◆ **Exercise requirements**
Scan the entries below. List each line with "slope".
# # # #
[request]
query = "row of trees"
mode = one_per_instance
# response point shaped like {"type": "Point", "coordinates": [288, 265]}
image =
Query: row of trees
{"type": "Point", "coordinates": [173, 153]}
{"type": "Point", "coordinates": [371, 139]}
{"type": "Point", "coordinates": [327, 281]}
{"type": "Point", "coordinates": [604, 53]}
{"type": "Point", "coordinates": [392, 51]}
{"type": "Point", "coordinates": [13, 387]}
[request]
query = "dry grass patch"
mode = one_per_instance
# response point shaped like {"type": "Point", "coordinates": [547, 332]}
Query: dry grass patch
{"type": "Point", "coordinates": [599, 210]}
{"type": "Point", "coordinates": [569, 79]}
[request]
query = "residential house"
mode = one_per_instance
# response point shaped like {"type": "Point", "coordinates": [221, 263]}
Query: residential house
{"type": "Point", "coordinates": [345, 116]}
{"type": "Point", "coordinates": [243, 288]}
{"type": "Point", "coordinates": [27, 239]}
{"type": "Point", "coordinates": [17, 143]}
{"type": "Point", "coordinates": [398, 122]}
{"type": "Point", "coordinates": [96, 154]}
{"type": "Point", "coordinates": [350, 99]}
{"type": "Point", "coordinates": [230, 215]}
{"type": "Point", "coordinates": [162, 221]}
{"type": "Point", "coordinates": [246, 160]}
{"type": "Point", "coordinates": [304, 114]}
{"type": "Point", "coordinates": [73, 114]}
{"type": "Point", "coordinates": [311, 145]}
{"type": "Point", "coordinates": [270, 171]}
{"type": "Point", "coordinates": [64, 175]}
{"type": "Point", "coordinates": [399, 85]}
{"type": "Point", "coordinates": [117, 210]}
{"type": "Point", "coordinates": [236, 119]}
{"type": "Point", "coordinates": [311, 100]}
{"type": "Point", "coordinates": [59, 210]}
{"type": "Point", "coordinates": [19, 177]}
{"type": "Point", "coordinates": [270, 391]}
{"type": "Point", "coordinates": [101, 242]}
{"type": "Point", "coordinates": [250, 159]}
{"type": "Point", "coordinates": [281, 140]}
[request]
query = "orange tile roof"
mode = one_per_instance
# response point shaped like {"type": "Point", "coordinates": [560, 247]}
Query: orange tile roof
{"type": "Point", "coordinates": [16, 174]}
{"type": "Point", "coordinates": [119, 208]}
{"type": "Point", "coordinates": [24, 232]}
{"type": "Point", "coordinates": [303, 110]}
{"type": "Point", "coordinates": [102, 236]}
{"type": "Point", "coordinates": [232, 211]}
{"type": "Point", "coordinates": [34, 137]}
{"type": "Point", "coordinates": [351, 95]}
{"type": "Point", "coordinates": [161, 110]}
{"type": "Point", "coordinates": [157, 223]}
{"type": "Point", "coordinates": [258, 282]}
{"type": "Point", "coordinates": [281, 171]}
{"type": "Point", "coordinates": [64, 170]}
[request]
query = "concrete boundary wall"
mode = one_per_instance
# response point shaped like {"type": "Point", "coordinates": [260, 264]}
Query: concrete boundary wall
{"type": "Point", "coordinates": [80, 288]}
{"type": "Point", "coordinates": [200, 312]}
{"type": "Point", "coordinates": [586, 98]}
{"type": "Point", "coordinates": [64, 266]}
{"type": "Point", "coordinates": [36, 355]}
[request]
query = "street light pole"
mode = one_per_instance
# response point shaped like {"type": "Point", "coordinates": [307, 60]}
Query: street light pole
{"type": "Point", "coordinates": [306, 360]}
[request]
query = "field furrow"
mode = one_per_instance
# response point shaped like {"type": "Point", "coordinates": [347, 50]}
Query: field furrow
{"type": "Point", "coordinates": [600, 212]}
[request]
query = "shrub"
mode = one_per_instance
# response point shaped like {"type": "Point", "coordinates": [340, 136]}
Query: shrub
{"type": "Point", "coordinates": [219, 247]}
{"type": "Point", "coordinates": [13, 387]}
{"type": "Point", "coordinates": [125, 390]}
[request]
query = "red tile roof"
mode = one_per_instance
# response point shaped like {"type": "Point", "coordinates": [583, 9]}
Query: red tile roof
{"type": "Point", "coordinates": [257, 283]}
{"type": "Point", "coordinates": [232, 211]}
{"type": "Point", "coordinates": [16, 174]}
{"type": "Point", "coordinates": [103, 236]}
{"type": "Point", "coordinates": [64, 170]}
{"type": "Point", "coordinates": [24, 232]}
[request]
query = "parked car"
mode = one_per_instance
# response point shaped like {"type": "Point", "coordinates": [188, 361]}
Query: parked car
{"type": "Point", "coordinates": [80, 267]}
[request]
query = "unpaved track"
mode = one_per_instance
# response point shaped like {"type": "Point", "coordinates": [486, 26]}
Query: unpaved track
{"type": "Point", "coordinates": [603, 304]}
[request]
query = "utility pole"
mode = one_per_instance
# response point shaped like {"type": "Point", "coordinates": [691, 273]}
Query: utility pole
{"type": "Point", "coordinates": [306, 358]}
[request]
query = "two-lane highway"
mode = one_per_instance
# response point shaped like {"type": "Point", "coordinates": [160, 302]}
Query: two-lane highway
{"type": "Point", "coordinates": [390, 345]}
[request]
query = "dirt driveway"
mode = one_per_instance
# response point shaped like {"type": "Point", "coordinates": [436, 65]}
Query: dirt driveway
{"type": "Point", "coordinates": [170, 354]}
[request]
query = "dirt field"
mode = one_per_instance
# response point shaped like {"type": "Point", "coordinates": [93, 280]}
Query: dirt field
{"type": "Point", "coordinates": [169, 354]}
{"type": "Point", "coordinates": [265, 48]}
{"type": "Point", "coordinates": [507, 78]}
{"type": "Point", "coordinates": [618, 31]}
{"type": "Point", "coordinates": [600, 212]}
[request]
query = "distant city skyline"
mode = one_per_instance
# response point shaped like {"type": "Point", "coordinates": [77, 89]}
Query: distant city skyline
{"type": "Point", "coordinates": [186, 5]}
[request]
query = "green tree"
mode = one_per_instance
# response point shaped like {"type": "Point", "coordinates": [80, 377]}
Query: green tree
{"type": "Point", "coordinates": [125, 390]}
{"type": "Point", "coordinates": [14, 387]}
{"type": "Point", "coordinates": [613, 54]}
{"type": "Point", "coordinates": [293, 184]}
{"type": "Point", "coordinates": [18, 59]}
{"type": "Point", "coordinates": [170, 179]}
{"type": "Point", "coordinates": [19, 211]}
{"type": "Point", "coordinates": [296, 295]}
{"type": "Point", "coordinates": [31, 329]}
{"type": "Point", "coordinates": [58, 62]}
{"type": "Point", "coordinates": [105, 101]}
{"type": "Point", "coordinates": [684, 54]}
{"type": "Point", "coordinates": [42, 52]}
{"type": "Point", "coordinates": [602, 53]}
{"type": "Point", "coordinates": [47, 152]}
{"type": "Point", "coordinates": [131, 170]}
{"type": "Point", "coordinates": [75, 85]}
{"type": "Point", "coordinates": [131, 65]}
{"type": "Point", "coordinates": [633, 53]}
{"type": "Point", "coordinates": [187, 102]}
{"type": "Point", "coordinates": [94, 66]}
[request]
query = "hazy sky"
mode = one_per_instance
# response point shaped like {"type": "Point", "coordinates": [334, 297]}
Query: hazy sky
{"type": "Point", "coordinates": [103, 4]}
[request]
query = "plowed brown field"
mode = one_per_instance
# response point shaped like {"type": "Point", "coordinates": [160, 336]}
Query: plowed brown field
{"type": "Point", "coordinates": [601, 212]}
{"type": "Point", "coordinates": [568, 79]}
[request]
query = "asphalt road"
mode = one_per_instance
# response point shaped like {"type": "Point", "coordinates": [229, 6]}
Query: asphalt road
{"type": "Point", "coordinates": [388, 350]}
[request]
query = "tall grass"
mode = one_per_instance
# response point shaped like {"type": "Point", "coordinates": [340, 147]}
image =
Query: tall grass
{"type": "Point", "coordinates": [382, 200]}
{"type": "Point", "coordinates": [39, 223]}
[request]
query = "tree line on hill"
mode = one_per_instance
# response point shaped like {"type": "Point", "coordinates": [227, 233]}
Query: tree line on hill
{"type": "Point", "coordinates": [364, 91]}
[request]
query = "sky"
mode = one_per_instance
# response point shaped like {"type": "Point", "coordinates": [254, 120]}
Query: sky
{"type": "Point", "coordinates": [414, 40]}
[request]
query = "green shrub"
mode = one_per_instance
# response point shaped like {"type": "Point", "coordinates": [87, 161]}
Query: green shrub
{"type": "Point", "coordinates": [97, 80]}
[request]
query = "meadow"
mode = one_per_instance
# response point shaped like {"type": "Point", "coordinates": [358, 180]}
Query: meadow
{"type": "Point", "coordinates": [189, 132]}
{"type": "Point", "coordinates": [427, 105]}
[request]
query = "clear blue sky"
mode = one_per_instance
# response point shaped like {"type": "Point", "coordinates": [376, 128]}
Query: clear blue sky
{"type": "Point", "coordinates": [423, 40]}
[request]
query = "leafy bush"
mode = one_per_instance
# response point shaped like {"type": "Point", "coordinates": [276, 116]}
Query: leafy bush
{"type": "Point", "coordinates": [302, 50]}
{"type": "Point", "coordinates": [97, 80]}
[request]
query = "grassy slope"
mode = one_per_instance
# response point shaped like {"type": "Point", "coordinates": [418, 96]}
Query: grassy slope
# # # #
◆ **Task result**
query = "grassy slope"
Query: grassy slope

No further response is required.